(Records)
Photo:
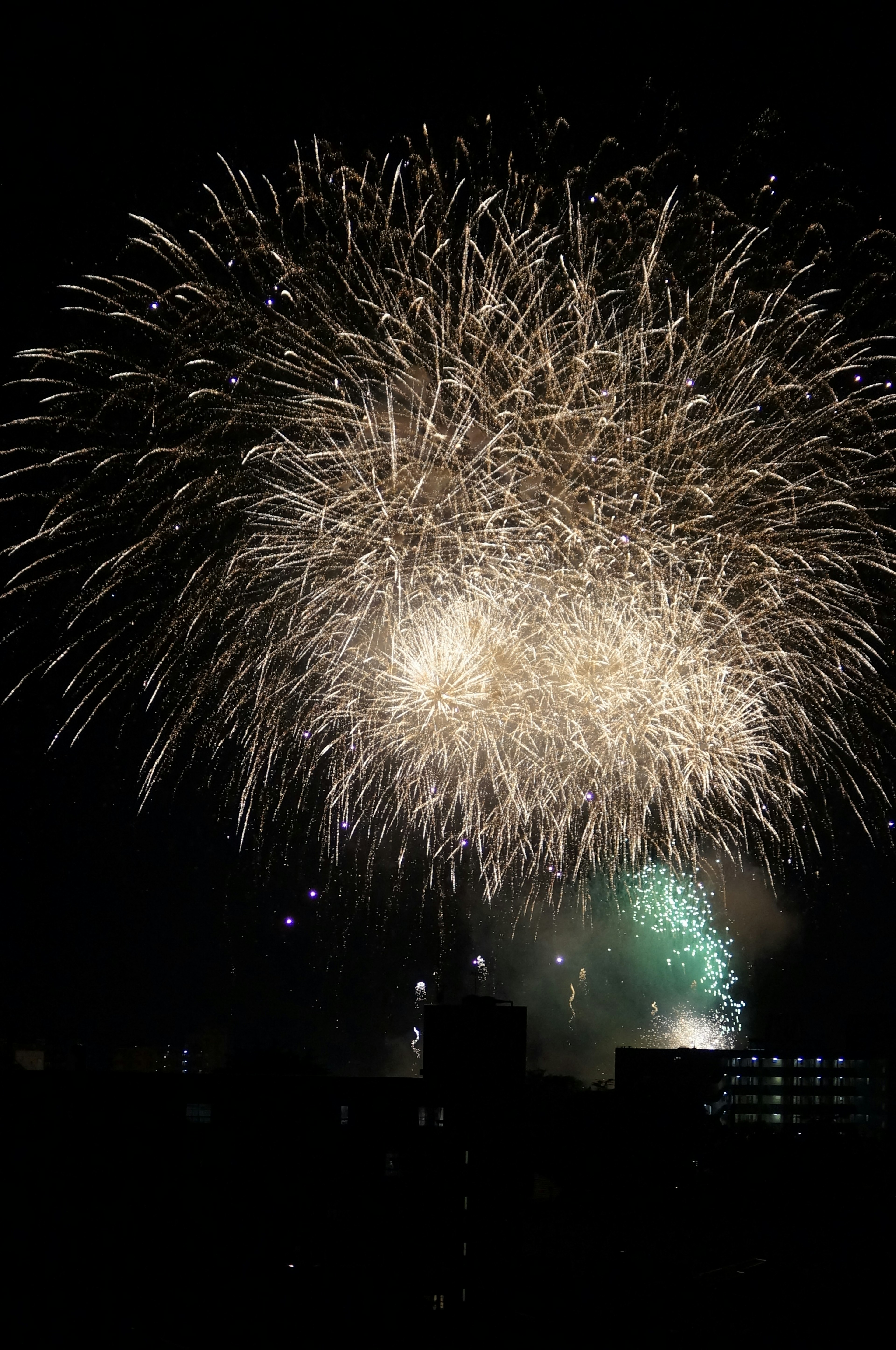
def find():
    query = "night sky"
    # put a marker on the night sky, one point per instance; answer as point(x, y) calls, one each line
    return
point(122, 928)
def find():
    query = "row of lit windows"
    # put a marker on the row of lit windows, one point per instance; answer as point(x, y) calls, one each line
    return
point(777, 1062)
point(797, 1118)
point(802, 1081)
point(802, 1098)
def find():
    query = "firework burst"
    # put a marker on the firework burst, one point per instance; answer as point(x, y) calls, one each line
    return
point(473, 518)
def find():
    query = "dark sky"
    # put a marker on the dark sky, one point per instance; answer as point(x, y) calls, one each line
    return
point(117, 927)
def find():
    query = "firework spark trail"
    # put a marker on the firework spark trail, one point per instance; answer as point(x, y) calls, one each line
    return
point(681, 908)
point(489, 530)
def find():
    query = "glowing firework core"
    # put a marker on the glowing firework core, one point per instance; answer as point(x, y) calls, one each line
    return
point(485, 528)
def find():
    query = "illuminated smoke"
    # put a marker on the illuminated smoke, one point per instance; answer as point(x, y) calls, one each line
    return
point(532, 531)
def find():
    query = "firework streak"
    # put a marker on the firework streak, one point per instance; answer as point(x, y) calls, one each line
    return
point(441, 510)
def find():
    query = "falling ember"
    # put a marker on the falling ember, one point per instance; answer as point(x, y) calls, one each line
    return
point(423, 531)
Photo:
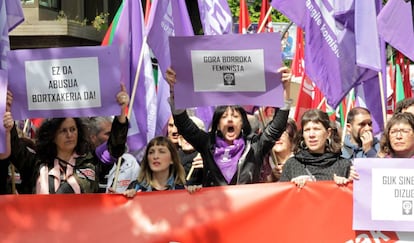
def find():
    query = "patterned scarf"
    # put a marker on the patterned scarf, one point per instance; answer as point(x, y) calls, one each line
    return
point(227, 156)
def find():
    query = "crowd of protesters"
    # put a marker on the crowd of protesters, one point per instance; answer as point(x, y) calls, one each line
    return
point(73, 155)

▸ **What is asked**
Please replace "put a marker on" with "place a dot on" throughout the material above and reproduce it with every other word unchanged. Leave the pictures out of your answer.

▸ **Worked solution**
Photo:
def find():
    query = "night sky"
    # place a dot on the night sky, one point per instance; answer as point(x, y) calls, one each line
    return
point(122, 928)
def find():
    query = "row of lit windows"
    # place a dot on the row of lit windows, one point per instance; answer as point(x, y) calls, one each line
    return
point(777, 1062)
point(797, 1118)
point(802, 1081)
point(802, 1098)
def find():
    query = "firework burst"
    # place a dot on the firework burst, one point per instance; answer as point(x, y) calls, one each line
    return
point(473, 518)
def find():
    query = "dark sky"
    # place a dot on the dark sky, one point per instance; answer as point(x, y) calls, one each line
    return
point(117, 927)
def find():
    query = "firework spark trail"
    # place a dot on the firework spark trail, one point per instance; answer as point(x, y) calls, one each line
    return
point(681, 908)
point(489, 530)
def find():
    query = "glowing firework core"
    # place a dot on the glowing firework core, one point per instance; answer as point(x, y) calls, one each line
    return
point(485, 528)
def find():
    query = "illuminated smoke"
    # place a dot on the illuminated smoke, one point per instance; answer as point(x, y) calls, one each line
    return
point(532, 531)
def find():
    query = "firework streak"
    # place a dot on the firework streak, one point per instance; answer as point(x, y) calls, one each line
    return
point(441, 510)
def find():
    query = "falling ember"
    # place a dot on the falling ember, one point per instance; answer as point(x, y) calls, one each line
    return
point(423, 531)
Photo:
def find():
    query = "patterned scarf"
    # place a dot on the patterned scarf, one point per instance; answer as point(x, y) calls, one each line
    return
point(227, 156)
def find():
    query = "crowd of protesters"
    # place a dot on the crowd of protesters, one point per instance; answer as point(x, y) calls, one each line
    return
point(73, 155)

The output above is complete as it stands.